[TASK INPUTS]
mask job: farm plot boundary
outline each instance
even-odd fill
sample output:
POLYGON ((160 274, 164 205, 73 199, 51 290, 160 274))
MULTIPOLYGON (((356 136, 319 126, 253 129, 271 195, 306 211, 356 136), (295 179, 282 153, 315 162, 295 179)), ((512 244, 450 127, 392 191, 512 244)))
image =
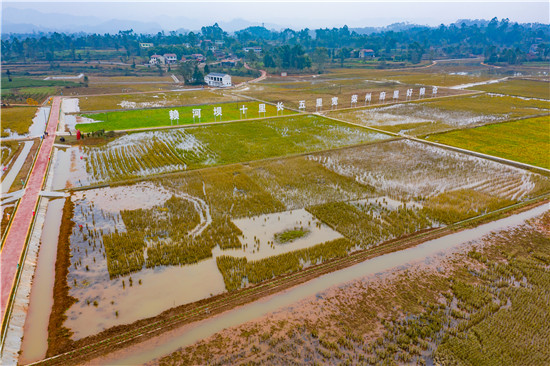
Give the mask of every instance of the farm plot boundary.
MULTIPOLYGON (((139 343, 168 330, 212 315, 230 310, 236 306, 255 301, 264 296, 280 292, 297 284, 307 282, 322 274, 330 273, 367 259, 416 246, 424 241, 436 239, 452 232, 478 226, 498 218, 526 211, 541 204, 547 204, 550 194, 514 204, 500 210, 483 214, 448 227, 413 234, 406 238, 388 241, 376 248, 355 252, 347 257, 308 267, 290 275, 277 277, 258 285, 217 295, 196 303, 182 305, 163 312, 157 317, 143 319, 126 326, 117 326, 97 335, 74 342, 72 349, 52 349, 56 356, 32 363, 31 365, 73 365, 110 353, 114 350, 139 343)), ((56 279, 57 281, 57 279, 56 279)))

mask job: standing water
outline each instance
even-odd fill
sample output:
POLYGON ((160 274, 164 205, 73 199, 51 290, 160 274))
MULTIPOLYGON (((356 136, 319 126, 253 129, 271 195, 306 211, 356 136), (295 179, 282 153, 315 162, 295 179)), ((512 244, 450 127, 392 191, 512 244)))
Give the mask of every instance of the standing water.
POLYGON ((64 199, 55 199, 48 203, 21 344, 22 353, 19 358, 21 364, 38 361, 46 356, 48 322, 53 305, 57 239, 64 204, 64 199))
POLYGON ((287 307, 295 302, 314 296, 318 292, 326 291, 333 286, 339 286, 368 275, 394 269, 418 260, 424 260, 430 256, 444 255, 453 248, 458 248, 473 240, 481 239, 493 231, 520 225, 526 220, 537 217, 548 210, 549 205, 544 204, 529 211, 480 225, 473 229, 463 230, 455 234, 427 241, 416 247, 366 260, 215 317, 166 332, 136 346, 117 351, 108 357, 92 360, 91 364, 144 364, 170 354, 181 347, 191 345, 225 328, 234 327, 267 315, 282 307, 287 307))

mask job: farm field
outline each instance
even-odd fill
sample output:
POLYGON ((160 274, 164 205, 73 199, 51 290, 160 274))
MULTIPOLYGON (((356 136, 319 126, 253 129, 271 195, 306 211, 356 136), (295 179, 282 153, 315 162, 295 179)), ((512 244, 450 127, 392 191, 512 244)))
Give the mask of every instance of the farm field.
POLYGON ((438 85, 450 87, 496 79, 500 76, 490 74, 487 67, 479 61, 439 62, 430 67, 410 68, 404 70, 329 70, 327 78, 369 78, 378 81, 398 81, 404 84, 438 85))
POLYGON ((427 136, 426 139, 550 169, 549 117, 528 118, 427 136))
POLYGON ((37 110, 37 107, 2 108, 2 137, 9 136, 10 132, 28 133, 37 110))
MULTIPOLYGON (((372 104, 377 104, 380 92, 386 92, 386 102, 392 100, 393 92, 399 90, 399 100, 405 101, 407 89, 412 88, 414 98, 418 98, 420 86, 411 84, 397 83, 392 80, 379 81, 373 79, 326 79, 325 76, 307 77, 303 79, 294 78, 286 80, 285 78, 270 78, 257 84, 249 84, 242 90, 236 89, 236 95, 247 95, 259 100, 269 102, 284 102, 284 105, 290 108, 298 109, 299 101, 305 100, 308 112, 330 111, 331 109, 342 109, 350 107, 362 107, 365 103, 365 95, 371 93, 372 104), (351 104, 352 95, 357 95, 357 103, 351 104), (338 98, 338 105, 331 106, 333 97, 338 98), (323 106, 316 109, 318 98, 323 100, 323 106)), ((426 95, 431 95, 430 87, 426 88, 426 95)), ((458 95, 464 93, 460 90, 440 89, 439 96, 458 95)))
POLYGON ((84 169, 77 169, 72 184, 75 180, 83 185, 118 181, 387 138, 313 115, 137 132, 104 145, 72 148, 84 157, 74 164, 83 168, 85 163, 84 169))
POLYGON ((480 94, 342 112, 333 111, 328 112, 327 116, 389 132, 424 136, 535 116, 549 111, 550 104, 545 101, 480 94))
POLYGON ((195 105, 235 100, 208 90, 147 94, 94 95, 79 98, 81 111, 195 105))
POLYGON ((537 174, 403 140, 75 192, 67 285, 79 301, 64 326, 82 339, 549 186, 537 174))
POLYGON ((154 364, 545 364, 549 220, 331 288, 154 364))
POLYGON ((547 81, 512 79, 495 84, 478 85, 471 89, 550 100, 550 83, 547 81))
MULTIPOLYGON (((235 102, 213 105, 197 105, 188 107, 173 107, 160 109, 147 109, 135 111, 120 111, 106 112, 96 114, 83 114, 86 118, 86 123, 77 123, 76 128, 82 132, 93 132, 99 130, 116 131, 129 130, 135 128, 150 128, 172 126, 176 124, 187 125, 199 123, 199 118, 193 119, 193 110, 201 110, 200 122, 221 122, 234 121, 247 118, 273 117, 277 116, 277 110, 273 105, 265 105, 265 113, 259 113, 259 103, 257 102, 235 102), (245 106, 246 114, 243 114, 241 108, 245 106), (222 116, 214 115, 214 108, 222 108, 222 116), (169 111, 176 110, 179 113, 179 120, 171 121, 169 111), (264 115, 265 114, 265 115, 264 115), (91 120, 98 122, 91 122, 91 120)), ((280 115, 284 115, 279 112, 280 115)), ((295 112, 286 111, 286 114, 294 114, 295 112)))
POLYGON ((2 100, 8 103, 27 103, 28 98, 38 103, 51 95, 63 93, 66 88, 78 87, 80 84, 73 81, 63 80, 42 80, 39 78, 14 76, 10 82, 7 77, 2 76, 2 100))

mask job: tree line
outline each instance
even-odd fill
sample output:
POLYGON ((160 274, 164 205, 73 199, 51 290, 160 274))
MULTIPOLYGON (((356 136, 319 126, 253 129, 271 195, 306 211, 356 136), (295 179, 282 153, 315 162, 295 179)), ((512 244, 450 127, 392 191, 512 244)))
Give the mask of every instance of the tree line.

[TASK DESCRIPTION] Reproduce every row above with "outline each instance" replaced by "trace every instance" wherever it occurs and all other text unchanged. Omit the pictures.

[FINAL RESULT]
mask job: farm plot boundary
trace every instance
even-odd fill
sample output:
POLYGON ((160 274, 164 205, 73 199, 51 290, 160 274))
MULTIPOLYGON (((356 136, 319 126, 253 129, 271 195, 306 211, 356 136), (295 179, 282 153, 315 162, 295 179)), ((512 244, 450 127, 392 191, 512 244)))
image =
Give the mask of every instance of the farm plot boundary.
MULTIPOLYGON (((139 343, 168 330, 212 315, 230 310, 236 306, 255 301, 264 296, 280 292, 297 284, 307 282, 322 274, 330 273, 367 259, 416 246, 424 241, 436 239, 452 232, 478 226, 498 218, 526 211, 541 204, 547 204, 550 194, 514 204, 500 210, 483 214, 448 227, 413 234, 406 238, 388 241, 376 248, 355 252, 347 257, 308 267, 290 275, 277 277, 258 285, 217 295, 196 303, 182 305, 163 312, 157 317, 143 319, 126 326, 117 326, 97 335, 74 342, 72 349, 52 349, 56 356, 32 363, 31 365, 73 365, 110 353, 114 350, 139 343)), ((56 279, 57 281, 57 279, 56 279)))

mask job: standing water
trace every instance
even-odd fill
sample output:
POLYGON ((160 274, 164 205, 73 199, 51 290, 160 274))
MULTIPOLYGON (((356 136, 319 126, 253 129, 271 195, 306 211, 356 136), (295 179, 282 153, 315 162, 295 179)), ((512 244, 450 127, 392 191, 512 244)))
Give the mask of every instance of the standing water.
POLYGON ((64 199, 55 199, 48 203, 21 344, 22 353, 19 358, 21 364, 38 361, 46 356, 48 322, 53 305, 57 239, 64 204, 64 199))
POLYGON ((287 307, 295 302, 314 296, 318 292, 326 291, 333 286, 339 286, 368 275, 394 269, 418 260, 424 260, 430 256, 444 255, 453 248, 458 248, 473 240, 481 239, 493 231, 520 225, 526 220, 537 217, 548 210, 549 205, 544 204, 529 211, 480 225, 473 229, 463 230, 455 234, 427 241, 416 247, 366 260, 215 317, 166 332, 136 346, 117 351, 108 357, 92 360, 91 364, 144 364, 170 354, 181 347, 191 345, 225 328, 234 327, 267 315, 282 307, 287 307))

mask job: farm field
trace every instance
even-odd fill
sample output:
POLYGON ((160 274, 164 205, 73 199, 51 290, 160 274))
MULTIPOLYGON (((356 136, 319 126, 253 129, 271 195, 306 211, 356 136), (295 179, 282 153, 315 162, 295 179)), ((512 244, 450 127, 392 191, 512 244)))
Give the mask of every instance of the farm field.
POLYGON ((438 85, 450 87, 496 79, 500 76, 490 74, 487 67, 479 61, 439 62, 430 67, 410 68, 404 70, 329 70, 327 78, 369 78, 378 81, 398 81, 404 84, 438 85))
POLYGON ((427 136, 426 139, 550 169, 549 117, 528 118, 427 136))
POLYGON ((37 110, 37 107, 2 108, 2 137, 9 136, 10 132, 28 133, 37 110))
MULTIPOLYGON (((372 104, 377 104, 380 92, 386 92, 386 102, 392 100, 393 92, 399 90, 399 100, 405 101, 407 89, 412 88, 414 98, 418 98, 420 86, 411 84, 397 83, 392 80, 379 81, 373 79, 326 79, 325 76, 307 77, 303 79, 294 78, 286 80, 285 78, 270 78, 257 84, 249 84, 242 90, 236 89, 236 95, 247 95, 259 100, 269 102, 284 102, 284 105, 290 108, 298 109, 299 101, 305 100, 308 112, 330 111, 331 109, 342 109, 350 107, 362 107, 365 103, 365 95, 371 93, 372 104), (351 104, 352 95, 357 95, 357 103, 351 104), (338 98, 338 105, 331 106, 333 97, 338 98), (323 106, 316 109, 318 98, 323 100, 323 106)), ((426 95, 431 95, 430 87, 426 88, 426 95)), ((458 95, 464 93, 460 90, 440 89, 439 96, 458 95)))
POLYGON ((84 169, 77 169, 72 184, 75 180, 83 185, 118 181, 387 138, 313 115, 137 132, 104 145, 72 148, 84 157, 74 164, 83 168, 85 163, 84 169))
POLYGON ((480 94, 342 112, 333 111, 328 112, 327 116, 389 132, 424 136, 535 116, 549 111, 550 104, 545 101, 480 94))
POLYGON ((195 105, 235 100, 208 90, 147 94, 94 95, 79 98, 81 111, 195 105))
POLYGON ((537 174, 403 140, 75 192, 67 285, 79 301, 64 326, 82 339, 549 186, 537 174))
POLYGON ((154 364, 545 364, 549 220, 331 288, 154 364))
POLYGON ((547 81, 512 79, 495 84, 478 85, 471 89, 550 100, 550 83, 547 81))
MULTIPOLYGON (((235 102, 213 105, 197 105, 188 107, 173 107, 160 109, 147 109, 135 111, 120 111, 106 112, 96 114, 83 114, 86 118, 86 123, 77 123, 76 128, 82 132, 93 132, 99 130, 116 131, 129 130, 135 128, 150 128, 172 126, 176 124, 187 125, 199 123, 199 118, 193 119, 193 110, 201 110, 200 122, 221 122, 234 121, 247 118, 273 117, 277 116, 277 110, 273 105, 265 105, 265 113, 259 113, 259 103, 257 102, 235 102), (245 106, 246 114, 243 114, 241 108, 245 106), (222 116, 214 115, 214 108, 222 108, 222 116), (169 111, 176 110, 179 113, 179 120, 171 121, 169 111), (264 115, 265 114, 265 115, 264 115), (91 120, 98 122, 91 122, 91 120)), ((280 115, 284 115, 279 112, 280 115)), ((295 112, 286 111, 286 114, 294 114, 295 112)))
POLYGON ((2 100, 8 103, 27 103, 28 98, 38 103, 51 95, 63 93, 66 88, 78 87, 80 84, 73 81, 63 80, 42 80, 39 78, 14 76, 10 82, 7 77, 2 76, 2 100))

mask job: tree line
trace every instance
even-odd fill
sample output:
POLYGON ((160 274, 164 205, 73 199, 51 290, 160 274))
MULTIPOLYGON (((356 136, 319 126, 253 129, 271 195, 306 211, 356 136), (295 179, 282 153, 315 162, 295 179)), ((512 244, 450 127, 392 191, 512 244)))
Give the mask of every instance of the tree line.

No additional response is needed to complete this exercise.